## What is required
The expected answer holds every line from the first line of the data below through the line containing "q=outstretched wing", exactly as written, and no other line.

Stored data entries:
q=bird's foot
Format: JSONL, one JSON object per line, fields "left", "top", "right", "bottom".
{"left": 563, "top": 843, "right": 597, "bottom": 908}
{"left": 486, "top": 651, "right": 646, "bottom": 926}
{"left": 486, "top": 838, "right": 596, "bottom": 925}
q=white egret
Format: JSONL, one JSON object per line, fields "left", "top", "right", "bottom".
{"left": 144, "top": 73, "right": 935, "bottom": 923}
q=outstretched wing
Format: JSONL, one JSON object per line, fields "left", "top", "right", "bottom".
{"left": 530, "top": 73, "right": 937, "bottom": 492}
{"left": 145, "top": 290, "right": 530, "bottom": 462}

## Your solution
q=bird's foot
Format: JSONL, one JSON object per line, fields "left", "top", "right", "bottom".
{"left": 563, "top": 843, "right": 597, "bottom": 908}
{"left": 486, "top": 651, "right": 646, "bottom": 926}
{"left": 486, "top": 838, "right": 596, "bottom": 925}
q=white egret
Format: JSONL, one JSON object per line, fields "left", "top", "right", "bottom".
{"left": 144, "top": 73, "right": 935, "bottom": 923}
q=outstretched wing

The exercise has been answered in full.